Output exactly the lines from the line with "TARGET = rear wheel" through the end of the records below. Include nothing else.

## start Data in this exercise

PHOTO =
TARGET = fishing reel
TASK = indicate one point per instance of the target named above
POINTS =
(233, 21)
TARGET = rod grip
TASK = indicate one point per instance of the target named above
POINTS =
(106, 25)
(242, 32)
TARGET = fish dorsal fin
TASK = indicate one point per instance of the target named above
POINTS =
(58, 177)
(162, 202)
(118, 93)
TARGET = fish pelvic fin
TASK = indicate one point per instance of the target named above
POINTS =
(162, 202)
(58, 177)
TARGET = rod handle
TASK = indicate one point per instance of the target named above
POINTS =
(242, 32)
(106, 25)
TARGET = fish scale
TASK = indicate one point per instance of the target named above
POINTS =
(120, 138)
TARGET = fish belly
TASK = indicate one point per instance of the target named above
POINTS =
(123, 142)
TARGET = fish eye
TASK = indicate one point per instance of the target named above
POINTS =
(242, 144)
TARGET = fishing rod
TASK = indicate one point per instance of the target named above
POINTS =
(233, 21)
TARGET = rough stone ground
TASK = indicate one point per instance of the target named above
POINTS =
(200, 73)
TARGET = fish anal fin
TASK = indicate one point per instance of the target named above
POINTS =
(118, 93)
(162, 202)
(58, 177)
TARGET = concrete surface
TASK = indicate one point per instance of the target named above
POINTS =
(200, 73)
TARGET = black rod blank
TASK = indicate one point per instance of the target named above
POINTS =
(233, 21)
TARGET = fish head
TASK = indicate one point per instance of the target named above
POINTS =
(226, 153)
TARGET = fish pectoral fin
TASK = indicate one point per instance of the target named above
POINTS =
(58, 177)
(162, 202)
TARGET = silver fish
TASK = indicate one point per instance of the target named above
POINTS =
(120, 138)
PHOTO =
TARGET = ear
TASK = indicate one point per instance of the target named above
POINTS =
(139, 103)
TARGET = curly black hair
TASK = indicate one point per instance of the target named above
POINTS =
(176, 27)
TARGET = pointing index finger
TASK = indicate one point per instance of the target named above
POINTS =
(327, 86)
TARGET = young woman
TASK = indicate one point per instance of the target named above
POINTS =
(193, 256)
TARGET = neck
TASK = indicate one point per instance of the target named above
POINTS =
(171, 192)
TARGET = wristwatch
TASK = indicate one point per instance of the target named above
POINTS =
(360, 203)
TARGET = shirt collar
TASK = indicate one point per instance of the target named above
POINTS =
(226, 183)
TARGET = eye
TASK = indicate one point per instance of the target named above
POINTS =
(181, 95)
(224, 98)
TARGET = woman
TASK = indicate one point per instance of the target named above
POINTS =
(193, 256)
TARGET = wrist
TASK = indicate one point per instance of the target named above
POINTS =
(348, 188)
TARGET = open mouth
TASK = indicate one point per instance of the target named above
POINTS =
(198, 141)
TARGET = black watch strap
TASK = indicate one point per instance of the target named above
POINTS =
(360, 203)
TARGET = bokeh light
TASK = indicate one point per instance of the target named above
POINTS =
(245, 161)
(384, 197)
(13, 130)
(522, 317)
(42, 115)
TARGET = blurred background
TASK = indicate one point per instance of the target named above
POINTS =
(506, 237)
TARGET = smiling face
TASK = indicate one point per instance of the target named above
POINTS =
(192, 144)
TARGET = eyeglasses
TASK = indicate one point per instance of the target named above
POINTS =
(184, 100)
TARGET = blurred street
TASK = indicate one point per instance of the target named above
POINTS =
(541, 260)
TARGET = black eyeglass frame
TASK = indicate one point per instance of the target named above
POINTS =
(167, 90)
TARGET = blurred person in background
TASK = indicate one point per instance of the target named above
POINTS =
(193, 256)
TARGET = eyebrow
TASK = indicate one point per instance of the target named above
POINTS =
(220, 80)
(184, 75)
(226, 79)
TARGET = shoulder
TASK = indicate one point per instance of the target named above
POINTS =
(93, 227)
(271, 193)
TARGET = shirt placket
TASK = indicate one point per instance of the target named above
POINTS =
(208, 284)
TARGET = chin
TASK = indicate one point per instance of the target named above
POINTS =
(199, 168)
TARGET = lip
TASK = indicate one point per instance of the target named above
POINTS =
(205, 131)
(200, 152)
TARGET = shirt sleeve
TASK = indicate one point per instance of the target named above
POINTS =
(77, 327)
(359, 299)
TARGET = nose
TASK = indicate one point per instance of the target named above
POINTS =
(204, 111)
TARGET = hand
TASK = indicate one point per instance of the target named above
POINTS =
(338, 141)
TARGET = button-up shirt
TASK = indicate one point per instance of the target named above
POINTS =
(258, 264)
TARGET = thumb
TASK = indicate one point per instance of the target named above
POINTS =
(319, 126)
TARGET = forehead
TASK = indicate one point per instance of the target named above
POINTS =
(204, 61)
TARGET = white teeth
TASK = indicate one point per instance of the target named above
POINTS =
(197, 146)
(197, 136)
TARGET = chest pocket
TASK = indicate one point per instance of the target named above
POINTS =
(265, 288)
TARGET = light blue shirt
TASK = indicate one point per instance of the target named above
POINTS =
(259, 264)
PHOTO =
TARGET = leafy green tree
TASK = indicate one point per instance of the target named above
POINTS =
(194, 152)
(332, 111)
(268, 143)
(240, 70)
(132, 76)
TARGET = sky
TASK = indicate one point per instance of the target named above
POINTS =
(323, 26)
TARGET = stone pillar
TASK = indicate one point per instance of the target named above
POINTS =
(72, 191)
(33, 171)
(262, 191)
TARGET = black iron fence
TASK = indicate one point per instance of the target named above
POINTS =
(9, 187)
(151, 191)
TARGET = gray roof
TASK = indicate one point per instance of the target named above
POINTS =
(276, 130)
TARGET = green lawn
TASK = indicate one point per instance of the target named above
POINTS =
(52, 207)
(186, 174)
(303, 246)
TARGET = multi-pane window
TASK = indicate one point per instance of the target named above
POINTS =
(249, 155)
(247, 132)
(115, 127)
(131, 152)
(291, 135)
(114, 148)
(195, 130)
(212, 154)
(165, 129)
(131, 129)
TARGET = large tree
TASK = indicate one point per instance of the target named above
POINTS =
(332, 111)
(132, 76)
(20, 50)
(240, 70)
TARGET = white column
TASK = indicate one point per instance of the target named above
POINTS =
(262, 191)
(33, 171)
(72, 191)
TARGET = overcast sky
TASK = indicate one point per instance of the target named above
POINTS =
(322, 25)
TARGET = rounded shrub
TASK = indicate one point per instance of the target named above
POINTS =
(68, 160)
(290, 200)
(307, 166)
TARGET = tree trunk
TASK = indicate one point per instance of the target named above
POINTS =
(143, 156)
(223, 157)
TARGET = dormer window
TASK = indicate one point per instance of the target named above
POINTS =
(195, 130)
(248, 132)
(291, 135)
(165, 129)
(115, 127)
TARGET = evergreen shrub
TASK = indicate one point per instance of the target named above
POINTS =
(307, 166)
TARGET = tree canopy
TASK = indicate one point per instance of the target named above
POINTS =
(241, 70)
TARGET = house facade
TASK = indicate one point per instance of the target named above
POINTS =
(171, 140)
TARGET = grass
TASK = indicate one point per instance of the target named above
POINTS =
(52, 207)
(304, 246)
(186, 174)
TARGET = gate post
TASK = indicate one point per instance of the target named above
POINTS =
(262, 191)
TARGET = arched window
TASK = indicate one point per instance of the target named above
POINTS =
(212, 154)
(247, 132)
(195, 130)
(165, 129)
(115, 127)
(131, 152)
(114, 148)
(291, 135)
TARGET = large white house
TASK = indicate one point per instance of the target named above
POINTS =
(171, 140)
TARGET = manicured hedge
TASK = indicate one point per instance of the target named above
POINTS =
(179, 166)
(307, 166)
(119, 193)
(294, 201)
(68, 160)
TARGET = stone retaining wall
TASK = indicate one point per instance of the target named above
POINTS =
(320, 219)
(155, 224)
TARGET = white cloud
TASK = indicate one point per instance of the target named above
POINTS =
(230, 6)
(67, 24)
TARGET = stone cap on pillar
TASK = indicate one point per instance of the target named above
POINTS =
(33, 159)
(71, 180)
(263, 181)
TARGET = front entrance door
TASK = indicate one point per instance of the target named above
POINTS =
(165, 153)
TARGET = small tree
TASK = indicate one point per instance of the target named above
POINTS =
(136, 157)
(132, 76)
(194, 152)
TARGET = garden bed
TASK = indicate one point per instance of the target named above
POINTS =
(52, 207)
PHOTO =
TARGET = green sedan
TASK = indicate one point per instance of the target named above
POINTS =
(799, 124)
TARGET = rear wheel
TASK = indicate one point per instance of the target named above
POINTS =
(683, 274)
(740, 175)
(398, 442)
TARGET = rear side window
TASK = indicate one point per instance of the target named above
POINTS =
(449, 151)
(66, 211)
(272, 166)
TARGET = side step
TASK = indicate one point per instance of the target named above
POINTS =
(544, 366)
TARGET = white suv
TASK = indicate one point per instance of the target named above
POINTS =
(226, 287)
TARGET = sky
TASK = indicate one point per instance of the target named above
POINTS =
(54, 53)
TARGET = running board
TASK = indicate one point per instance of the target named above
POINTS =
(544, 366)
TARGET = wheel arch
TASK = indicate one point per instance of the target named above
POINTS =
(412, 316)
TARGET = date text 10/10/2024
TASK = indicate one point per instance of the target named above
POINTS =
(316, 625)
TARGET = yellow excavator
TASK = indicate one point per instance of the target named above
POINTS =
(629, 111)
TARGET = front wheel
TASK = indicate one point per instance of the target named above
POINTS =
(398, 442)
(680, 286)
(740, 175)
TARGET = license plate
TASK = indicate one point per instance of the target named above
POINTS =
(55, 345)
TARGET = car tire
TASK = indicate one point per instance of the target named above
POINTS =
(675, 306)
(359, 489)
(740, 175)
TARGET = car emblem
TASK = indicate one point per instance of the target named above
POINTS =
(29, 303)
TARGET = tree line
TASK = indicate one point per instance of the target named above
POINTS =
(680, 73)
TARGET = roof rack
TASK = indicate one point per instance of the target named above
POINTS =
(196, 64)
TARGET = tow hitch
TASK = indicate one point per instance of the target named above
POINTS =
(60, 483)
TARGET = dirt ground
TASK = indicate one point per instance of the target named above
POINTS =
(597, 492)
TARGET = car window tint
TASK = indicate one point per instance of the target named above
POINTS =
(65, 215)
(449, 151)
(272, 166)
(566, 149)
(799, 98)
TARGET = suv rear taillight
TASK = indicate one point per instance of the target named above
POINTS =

## end Data in this exercise

▸ **Answer for this exercise**:
TARGET = rear wheel
TASK = indicate one point per instance of the target named above
POINTS =
(683, 274)
(740, 175)
(398, 442)
TARGET = rear side window
TASK = indicate one point per instance of the target named above
POINTS =
(449, 151)
(66, 211)
(272, 166)
TARGET = side step
TASK = indicate one point per instance of the target named above
POINTS =
(544, 366)
TARGET = white suv
TASK = indicate one point per instance of the target named above
POINTS =
(226, 287)
TARGET = sky
TASK = indicate one point per instance of the target named above
POINTS =
(54, 53)
TARGET = running board
TASK = indicate one point per instance of the target named above
POINTS =
(544, 366)
TARGET = wheel arch
TASK = indicate one point per instance of the target named above
POINTS =
(412, 316)
TARGET = date text 10/10/2024
TASK = indicate one point per instance of the target named above
POINTS =
(316, 625)
TARGET = yellow excavator
TASK = indicate one point per instance of the target named above
POINTS =
(629, 111)
TARGET = front wheel
TASK = indicate one point per instance of the target named above
POINTS =
(398, 442)
(680, 286)
(740, 175)
TARGET = license plate
TASK = indicate one point per instance of the target named above
POINTS =
(55, 345)
TARGET = car tire
TASK = indicate one point per instance of the target named above
POINTS =
(675, 306)
(359, 489)
(740, 175)
TARGET = car emblem
TASK = indicate one point per instance of the target named above
POINTS =
(29, 303)
TARGET = tree line
TASK = indicate one point per instance of the target named above
POINTS =
(680, 73)
TARGET = roof rack
TASK = indicate one point per instance of the target named above
POINTS =
(196, 64)
TARGET = tow hitch
TASK = indicate one point per instance of the target named above
POINTS =
(60, 483)
TARGET = dirt ground
TASK = indicate one point per instance of the target named above
POINTS =
(597, 492)
TARGET = car window tint
TASK = indicate one point per instance of the target named above
POINTS =
(65, 215)
(449, 151)
(272, 166)
(566, 149)
(799, 98)
TARGET = suv rear taillight
TASK = indicate one point per instance of the target named above
POINTS =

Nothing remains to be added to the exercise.